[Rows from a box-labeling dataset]
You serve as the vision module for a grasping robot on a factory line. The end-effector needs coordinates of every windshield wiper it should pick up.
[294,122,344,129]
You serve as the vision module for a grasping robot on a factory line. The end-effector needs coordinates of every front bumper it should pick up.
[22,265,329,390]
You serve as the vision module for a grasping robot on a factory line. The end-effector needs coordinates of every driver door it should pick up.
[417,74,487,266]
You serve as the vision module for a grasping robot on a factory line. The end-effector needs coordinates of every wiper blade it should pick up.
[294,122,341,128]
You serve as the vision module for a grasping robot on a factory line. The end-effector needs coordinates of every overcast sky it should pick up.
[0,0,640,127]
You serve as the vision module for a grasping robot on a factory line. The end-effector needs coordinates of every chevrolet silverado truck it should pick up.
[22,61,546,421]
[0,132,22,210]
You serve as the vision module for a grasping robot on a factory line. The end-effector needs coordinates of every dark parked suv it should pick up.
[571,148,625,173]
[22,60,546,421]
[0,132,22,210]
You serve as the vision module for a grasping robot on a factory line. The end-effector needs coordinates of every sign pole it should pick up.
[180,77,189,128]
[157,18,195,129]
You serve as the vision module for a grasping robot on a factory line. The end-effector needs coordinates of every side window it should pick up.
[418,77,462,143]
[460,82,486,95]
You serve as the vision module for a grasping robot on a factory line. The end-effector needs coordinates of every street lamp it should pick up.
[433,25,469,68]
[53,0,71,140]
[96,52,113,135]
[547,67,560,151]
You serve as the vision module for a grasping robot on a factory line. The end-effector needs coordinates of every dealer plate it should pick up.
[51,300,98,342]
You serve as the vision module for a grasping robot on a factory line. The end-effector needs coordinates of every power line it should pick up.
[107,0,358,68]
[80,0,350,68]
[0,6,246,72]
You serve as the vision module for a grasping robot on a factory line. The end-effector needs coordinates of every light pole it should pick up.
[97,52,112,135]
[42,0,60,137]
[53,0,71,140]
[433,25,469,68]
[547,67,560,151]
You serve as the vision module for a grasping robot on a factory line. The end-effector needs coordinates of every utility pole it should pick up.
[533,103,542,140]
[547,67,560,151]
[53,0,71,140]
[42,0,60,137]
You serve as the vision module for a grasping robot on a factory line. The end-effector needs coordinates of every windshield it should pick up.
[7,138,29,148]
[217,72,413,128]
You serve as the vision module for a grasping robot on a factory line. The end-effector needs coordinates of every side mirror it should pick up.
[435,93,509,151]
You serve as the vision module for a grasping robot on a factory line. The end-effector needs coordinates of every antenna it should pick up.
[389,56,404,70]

**Do this**: Please copy every line of the data from the line containing "windshield it should pick up." through the end of the data, increasing each box coordinate by 144.

**Problem solution**:
You serve as the vision module for a grasping robot on a factory line. The end-effector needs coordinates of every windshield it should pick up.
[151,282,173,292]
[361,216,557,272]
You serve as the vision module for a grasping robot on a factory line. The end-effector needs coordinates of every side mirror it should pick up.
[579,237,653,295]
You serve as the vision module for a grasping robot on a factory line. The end-effector needs coordinates of every antenna it should pick up.
[533,200,548,214]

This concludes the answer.